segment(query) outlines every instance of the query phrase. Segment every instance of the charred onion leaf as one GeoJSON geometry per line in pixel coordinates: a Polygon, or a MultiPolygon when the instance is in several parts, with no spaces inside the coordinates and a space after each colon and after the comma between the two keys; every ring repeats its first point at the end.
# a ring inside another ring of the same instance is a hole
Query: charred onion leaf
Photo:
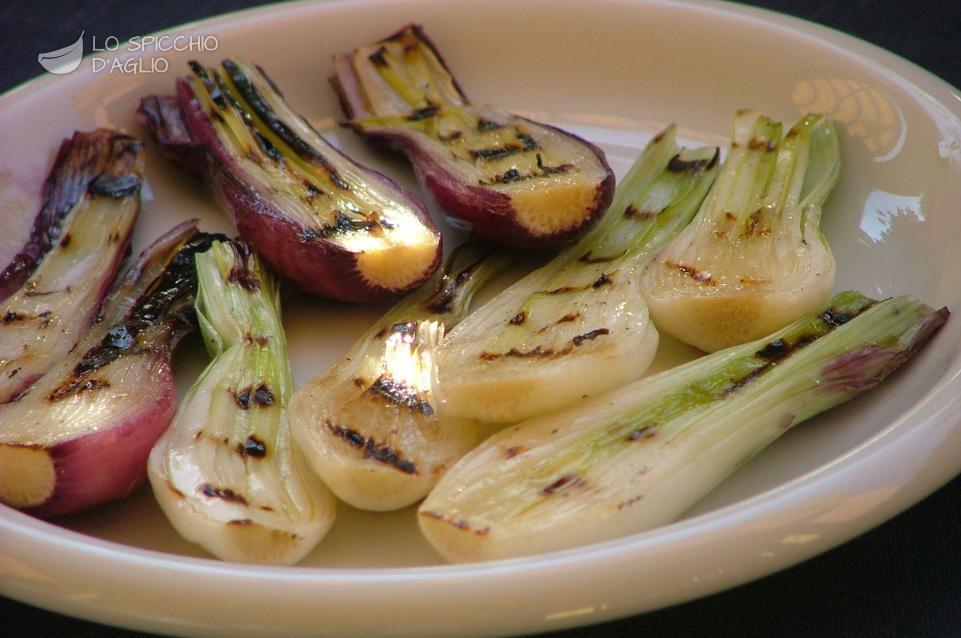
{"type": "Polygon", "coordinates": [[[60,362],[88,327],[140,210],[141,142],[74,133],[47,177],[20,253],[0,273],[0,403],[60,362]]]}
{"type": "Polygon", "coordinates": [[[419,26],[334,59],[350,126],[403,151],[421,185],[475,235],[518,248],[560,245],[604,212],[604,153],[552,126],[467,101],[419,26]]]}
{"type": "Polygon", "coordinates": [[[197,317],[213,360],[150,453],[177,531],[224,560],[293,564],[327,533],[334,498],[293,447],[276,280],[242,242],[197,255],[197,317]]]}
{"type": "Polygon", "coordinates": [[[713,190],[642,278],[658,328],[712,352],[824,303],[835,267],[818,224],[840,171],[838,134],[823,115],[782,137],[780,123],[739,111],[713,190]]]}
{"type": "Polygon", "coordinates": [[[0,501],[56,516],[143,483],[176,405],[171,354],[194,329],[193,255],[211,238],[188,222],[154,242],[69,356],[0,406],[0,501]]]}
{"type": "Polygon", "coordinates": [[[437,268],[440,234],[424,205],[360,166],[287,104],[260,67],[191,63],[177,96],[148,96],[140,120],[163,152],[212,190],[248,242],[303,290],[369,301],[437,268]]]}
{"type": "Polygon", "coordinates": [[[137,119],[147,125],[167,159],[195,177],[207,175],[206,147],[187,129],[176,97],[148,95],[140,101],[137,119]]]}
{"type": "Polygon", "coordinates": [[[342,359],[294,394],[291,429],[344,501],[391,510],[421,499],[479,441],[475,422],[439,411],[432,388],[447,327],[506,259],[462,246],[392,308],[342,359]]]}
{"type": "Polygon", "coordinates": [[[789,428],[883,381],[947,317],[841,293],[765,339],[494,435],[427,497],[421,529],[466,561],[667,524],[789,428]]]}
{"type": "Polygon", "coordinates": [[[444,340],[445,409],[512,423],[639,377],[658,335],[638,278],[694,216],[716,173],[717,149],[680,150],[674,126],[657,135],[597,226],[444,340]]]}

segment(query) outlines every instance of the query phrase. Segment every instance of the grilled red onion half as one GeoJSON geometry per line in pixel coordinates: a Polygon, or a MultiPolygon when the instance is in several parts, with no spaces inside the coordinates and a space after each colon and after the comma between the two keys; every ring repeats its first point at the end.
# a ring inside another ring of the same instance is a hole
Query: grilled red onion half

About this exercise →
Go through the data and show every line where "grilled" occurs.

Solution below →
segment(query) outlines every instance of the query phrase. Segment every instance of the grilled red onion half as one GeoJSON geometry per line in pixel coordinates: a Polygon, or a MultiPolygon when the instance is in several parts, with no spaces inside the coordinates and a space after each colon and after the comma between the two keys; every ring repeats its first point at the end.
Query: grilled red onion half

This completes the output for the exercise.